Given entries

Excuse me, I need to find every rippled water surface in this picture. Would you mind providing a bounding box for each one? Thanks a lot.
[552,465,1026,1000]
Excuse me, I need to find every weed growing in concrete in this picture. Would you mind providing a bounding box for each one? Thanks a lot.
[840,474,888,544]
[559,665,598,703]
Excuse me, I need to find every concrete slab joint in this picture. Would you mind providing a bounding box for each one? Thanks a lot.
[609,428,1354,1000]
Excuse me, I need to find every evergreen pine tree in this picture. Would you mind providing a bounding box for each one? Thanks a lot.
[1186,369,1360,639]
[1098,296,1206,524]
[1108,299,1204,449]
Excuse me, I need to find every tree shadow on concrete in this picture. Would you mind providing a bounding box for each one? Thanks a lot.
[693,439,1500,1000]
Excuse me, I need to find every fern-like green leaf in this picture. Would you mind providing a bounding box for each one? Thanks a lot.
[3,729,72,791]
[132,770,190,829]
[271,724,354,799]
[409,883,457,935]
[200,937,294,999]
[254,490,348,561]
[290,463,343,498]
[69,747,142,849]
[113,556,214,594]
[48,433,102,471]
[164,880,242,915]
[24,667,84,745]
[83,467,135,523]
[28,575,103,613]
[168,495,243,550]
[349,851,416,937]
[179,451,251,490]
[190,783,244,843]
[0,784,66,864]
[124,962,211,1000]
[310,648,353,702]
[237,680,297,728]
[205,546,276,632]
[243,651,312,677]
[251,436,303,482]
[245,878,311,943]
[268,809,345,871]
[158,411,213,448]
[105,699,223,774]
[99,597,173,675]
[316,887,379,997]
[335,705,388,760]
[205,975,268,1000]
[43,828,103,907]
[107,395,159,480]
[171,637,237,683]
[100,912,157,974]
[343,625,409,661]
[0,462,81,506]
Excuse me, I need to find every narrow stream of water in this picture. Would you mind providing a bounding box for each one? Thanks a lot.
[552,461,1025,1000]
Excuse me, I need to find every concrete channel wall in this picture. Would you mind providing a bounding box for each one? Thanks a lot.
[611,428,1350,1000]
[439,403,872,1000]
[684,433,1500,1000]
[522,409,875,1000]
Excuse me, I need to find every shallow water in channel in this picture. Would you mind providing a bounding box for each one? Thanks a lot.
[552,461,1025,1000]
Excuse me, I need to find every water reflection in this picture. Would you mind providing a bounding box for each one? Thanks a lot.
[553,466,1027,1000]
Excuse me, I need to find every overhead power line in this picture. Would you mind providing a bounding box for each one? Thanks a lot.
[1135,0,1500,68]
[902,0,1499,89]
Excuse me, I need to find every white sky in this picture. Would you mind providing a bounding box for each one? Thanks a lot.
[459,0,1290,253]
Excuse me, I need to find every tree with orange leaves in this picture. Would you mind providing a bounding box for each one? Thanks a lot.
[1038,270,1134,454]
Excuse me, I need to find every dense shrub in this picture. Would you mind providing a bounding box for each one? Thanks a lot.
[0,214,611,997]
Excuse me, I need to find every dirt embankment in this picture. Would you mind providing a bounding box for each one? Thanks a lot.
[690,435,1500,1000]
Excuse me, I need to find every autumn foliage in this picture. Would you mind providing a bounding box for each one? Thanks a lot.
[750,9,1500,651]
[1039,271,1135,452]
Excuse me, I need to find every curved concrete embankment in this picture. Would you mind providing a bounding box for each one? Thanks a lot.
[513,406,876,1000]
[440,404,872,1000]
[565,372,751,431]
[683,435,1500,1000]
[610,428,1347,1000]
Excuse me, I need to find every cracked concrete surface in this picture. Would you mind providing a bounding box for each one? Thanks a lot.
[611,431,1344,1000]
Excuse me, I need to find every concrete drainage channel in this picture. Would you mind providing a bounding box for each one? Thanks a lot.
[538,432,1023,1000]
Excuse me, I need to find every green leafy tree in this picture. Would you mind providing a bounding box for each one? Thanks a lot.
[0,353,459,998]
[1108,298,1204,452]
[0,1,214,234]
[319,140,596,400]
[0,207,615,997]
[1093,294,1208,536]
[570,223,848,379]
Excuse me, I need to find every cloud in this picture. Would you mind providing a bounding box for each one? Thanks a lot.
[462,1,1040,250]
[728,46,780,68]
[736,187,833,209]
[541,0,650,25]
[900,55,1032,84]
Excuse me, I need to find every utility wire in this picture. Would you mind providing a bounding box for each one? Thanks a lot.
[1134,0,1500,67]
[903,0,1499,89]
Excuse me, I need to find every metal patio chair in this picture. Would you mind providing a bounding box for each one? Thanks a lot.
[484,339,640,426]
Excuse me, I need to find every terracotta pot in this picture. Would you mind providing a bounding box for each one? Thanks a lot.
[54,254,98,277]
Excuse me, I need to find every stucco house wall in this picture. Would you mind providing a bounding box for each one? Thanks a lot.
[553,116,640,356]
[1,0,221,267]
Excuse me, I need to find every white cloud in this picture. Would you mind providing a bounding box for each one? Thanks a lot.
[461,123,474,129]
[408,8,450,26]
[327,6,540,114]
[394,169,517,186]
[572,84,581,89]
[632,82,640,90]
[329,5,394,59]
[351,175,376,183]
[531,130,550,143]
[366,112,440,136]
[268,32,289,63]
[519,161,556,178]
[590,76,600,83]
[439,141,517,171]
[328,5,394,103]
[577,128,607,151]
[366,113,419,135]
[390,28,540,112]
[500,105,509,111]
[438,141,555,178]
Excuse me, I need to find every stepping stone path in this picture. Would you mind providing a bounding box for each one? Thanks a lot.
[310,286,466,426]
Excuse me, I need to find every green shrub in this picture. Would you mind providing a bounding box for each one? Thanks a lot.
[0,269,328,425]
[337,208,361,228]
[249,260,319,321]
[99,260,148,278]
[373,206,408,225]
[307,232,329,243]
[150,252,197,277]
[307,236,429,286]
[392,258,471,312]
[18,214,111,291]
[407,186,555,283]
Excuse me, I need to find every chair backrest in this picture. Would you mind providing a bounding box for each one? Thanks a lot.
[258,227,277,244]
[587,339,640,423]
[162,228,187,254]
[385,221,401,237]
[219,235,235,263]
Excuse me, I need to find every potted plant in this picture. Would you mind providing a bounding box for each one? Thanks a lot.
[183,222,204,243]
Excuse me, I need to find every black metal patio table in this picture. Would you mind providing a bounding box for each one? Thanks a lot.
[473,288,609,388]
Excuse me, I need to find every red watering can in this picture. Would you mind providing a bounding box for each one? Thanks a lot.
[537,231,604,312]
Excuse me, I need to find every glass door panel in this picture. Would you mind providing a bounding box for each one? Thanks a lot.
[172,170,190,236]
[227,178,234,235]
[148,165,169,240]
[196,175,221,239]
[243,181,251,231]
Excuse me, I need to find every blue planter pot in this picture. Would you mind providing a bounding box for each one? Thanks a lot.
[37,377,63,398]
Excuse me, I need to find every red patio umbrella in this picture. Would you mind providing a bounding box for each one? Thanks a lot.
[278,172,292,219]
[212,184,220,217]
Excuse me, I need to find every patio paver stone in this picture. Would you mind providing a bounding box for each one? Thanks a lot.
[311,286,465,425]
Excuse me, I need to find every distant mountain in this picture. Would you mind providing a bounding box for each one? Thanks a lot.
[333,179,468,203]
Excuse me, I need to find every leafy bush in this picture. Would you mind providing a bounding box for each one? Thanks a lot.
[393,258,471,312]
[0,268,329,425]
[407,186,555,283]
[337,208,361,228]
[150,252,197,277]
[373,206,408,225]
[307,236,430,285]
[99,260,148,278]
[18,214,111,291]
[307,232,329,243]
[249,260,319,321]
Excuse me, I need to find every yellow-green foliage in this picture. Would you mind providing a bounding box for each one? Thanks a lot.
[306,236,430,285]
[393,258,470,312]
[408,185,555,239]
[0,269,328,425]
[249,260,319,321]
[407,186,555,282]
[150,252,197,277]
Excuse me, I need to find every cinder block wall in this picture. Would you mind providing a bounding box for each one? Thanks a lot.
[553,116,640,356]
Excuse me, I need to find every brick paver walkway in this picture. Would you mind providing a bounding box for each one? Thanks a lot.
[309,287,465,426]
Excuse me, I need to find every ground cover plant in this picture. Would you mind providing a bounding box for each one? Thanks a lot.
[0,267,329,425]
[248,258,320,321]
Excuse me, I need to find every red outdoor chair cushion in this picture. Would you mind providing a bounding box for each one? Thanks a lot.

Exercise directions
Set each line down exactly, beginning at the one containing "Excuse me, I need to find every ground" and ending at the last line of the material above.

Your response
Excuse me, I need to find every ground cover plant in this picture. Would you mind providing a bounding box for each one? Thanks a lot.
[0,267,329,425]
[248,258,320,321]
Excuse me, I need to find every red outdoor chair cushion in this picture. Would you mind providing a bounding box for each one? Thanks a lot.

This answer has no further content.